■ **EXERCISE OBJECTIVE**
From the material below, pull out every line containing the string "rooftop" and copy each one in full.

■ **RECORDS TO PROCESS**
|---|

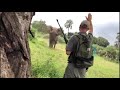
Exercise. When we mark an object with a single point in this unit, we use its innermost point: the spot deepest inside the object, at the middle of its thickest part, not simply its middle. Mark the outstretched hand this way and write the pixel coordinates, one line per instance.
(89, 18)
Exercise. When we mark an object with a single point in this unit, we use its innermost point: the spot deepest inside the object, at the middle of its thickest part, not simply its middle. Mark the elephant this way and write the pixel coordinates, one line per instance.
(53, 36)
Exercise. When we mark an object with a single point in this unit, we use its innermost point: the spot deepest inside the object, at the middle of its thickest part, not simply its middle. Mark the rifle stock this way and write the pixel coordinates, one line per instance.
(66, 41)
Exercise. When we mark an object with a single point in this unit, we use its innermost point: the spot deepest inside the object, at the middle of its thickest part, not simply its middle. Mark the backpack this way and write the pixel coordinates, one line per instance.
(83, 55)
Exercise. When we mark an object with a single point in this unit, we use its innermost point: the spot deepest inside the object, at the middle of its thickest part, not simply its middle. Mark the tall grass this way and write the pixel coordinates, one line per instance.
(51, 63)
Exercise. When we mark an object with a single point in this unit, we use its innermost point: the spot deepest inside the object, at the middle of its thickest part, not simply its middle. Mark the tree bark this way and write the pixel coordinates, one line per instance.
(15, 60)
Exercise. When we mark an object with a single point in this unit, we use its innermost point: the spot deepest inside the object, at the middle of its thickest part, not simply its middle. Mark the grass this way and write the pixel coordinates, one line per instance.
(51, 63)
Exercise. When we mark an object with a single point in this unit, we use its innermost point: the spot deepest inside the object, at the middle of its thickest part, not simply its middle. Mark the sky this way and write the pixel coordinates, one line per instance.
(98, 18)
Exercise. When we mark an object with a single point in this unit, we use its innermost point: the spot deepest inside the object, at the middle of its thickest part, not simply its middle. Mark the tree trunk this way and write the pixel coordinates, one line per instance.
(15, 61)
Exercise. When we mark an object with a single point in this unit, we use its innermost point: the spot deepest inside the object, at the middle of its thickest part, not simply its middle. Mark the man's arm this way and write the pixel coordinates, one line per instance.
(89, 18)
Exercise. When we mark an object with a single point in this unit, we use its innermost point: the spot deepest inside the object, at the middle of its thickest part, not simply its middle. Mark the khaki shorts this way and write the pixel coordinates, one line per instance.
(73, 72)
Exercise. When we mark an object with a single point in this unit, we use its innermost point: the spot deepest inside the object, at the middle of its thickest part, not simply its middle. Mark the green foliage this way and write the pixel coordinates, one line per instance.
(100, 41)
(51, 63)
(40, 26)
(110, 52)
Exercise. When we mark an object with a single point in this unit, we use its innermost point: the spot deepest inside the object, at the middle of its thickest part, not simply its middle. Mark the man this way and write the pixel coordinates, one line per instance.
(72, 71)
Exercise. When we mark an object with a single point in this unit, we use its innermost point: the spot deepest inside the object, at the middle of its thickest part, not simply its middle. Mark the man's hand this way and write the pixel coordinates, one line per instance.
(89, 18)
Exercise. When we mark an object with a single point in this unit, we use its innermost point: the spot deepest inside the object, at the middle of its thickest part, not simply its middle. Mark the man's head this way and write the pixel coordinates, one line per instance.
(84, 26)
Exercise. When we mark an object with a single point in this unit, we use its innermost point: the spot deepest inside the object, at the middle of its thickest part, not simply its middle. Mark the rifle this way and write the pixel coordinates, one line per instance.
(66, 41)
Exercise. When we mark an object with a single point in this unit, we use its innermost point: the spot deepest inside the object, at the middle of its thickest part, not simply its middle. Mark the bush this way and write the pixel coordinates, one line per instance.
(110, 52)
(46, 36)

|---|

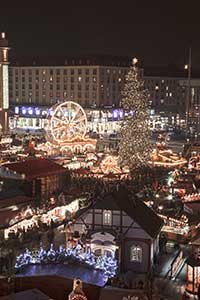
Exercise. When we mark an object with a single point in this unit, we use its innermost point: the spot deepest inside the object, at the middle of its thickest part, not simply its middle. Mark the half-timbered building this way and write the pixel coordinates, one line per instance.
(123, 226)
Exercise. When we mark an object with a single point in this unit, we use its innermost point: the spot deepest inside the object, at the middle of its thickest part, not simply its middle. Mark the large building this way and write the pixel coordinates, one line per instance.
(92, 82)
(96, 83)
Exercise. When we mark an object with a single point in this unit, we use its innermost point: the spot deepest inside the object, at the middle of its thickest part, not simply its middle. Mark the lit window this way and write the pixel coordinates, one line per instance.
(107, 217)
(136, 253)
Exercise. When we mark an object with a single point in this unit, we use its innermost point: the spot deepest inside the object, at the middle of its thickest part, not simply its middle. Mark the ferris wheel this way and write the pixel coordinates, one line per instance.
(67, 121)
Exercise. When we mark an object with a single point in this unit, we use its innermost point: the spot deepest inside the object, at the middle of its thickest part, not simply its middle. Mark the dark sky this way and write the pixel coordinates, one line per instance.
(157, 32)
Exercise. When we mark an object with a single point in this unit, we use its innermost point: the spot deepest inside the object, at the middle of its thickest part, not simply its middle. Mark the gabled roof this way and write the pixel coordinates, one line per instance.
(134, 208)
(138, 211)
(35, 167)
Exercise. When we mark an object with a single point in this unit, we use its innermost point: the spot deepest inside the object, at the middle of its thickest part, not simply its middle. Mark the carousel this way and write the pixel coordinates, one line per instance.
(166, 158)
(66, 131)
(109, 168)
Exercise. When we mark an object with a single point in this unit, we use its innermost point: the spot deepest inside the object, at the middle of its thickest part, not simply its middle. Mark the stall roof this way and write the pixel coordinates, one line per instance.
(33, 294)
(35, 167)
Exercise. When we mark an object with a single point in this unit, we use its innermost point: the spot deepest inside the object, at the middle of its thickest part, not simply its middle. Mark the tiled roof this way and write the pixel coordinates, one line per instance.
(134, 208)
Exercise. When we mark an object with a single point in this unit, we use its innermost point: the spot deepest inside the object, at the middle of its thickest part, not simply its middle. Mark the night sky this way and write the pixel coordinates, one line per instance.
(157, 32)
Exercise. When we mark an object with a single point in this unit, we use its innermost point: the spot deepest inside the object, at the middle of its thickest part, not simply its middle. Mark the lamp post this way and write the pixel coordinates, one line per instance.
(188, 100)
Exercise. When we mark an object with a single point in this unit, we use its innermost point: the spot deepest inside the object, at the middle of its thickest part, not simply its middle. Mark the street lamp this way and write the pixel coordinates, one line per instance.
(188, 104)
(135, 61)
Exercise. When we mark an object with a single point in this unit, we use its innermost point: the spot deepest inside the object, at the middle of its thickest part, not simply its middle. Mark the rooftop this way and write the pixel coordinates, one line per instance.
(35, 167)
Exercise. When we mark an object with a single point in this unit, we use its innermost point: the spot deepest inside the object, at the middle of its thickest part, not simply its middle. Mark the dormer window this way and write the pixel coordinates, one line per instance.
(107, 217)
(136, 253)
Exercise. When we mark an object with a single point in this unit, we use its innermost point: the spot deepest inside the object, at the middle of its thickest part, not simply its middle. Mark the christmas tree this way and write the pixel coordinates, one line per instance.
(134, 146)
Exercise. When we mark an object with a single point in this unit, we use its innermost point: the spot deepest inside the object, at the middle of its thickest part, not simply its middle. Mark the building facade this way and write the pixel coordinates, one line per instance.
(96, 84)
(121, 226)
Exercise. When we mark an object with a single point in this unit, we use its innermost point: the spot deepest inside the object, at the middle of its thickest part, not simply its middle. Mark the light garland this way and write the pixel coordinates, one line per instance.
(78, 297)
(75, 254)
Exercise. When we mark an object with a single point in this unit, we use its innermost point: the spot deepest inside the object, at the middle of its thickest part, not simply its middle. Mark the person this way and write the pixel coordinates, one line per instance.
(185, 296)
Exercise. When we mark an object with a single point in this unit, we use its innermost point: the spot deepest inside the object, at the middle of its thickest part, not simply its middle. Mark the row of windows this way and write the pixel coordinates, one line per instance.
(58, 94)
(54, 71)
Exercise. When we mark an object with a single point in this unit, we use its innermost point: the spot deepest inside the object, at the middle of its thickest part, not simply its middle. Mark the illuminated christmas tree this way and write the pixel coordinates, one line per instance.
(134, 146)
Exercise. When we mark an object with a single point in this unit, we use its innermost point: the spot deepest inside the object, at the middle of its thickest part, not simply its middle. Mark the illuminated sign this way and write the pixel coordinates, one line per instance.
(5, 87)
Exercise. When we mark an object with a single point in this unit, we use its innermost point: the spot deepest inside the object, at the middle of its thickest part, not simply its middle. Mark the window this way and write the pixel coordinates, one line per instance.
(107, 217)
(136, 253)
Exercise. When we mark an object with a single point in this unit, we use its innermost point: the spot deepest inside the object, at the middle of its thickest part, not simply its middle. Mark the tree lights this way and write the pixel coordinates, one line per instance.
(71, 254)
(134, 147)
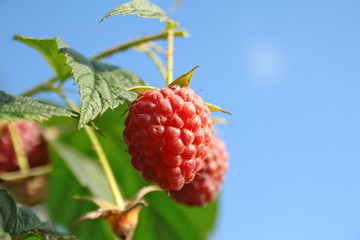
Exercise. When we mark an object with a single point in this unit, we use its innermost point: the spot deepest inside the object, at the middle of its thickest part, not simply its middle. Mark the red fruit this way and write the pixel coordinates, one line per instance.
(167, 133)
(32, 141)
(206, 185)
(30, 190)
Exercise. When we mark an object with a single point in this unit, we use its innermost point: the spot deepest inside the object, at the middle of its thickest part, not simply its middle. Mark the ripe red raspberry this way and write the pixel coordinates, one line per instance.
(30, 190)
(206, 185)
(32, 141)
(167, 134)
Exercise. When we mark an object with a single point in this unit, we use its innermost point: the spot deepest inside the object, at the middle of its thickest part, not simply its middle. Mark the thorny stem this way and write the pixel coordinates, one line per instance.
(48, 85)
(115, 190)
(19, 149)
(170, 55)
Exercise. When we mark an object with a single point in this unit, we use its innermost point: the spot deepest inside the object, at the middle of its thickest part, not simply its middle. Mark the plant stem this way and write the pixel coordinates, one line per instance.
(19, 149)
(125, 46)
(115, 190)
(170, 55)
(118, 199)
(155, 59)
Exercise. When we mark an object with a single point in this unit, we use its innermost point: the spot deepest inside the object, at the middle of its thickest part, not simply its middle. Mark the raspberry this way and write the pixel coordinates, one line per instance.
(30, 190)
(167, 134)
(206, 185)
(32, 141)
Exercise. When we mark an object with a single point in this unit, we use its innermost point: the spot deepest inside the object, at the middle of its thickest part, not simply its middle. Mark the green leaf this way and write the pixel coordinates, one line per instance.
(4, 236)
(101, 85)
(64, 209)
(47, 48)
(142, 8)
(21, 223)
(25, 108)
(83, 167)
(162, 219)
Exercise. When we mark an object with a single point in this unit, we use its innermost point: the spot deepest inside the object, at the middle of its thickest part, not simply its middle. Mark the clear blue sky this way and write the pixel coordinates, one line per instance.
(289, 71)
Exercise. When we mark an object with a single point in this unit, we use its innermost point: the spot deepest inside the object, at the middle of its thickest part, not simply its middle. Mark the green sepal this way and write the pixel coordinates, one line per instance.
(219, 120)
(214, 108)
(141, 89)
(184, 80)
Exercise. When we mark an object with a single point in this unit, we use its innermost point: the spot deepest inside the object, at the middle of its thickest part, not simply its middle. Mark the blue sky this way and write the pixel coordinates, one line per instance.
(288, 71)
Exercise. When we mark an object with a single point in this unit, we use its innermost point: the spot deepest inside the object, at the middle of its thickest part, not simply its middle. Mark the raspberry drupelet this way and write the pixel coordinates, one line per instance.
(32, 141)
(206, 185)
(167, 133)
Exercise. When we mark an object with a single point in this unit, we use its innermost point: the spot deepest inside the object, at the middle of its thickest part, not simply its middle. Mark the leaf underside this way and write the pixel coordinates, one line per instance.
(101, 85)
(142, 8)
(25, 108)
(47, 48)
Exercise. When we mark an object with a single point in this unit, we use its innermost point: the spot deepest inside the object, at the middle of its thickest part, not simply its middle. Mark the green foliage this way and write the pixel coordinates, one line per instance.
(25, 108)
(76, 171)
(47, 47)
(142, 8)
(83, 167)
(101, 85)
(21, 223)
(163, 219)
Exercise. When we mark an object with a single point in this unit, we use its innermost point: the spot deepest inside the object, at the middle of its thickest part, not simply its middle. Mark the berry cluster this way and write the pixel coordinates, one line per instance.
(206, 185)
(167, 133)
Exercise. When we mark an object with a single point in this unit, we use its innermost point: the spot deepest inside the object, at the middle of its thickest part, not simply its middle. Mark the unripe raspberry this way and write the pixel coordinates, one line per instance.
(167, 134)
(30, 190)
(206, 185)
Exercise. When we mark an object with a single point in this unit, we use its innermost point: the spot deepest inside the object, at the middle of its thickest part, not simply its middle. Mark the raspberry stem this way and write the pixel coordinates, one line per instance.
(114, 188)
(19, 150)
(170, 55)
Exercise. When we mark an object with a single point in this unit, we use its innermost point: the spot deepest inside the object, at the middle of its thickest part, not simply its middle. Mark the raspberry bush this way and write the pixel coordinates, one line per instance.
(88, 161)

|---|

■ **OUTPUT**
Exercise. When we mark an object with a single point in this unit, we use its innermost point: the spot deepest inside the object, at the middle of its thickest part, not simply its middle. Mark the rooftop this way and write the pixel coordinates, one line per instance.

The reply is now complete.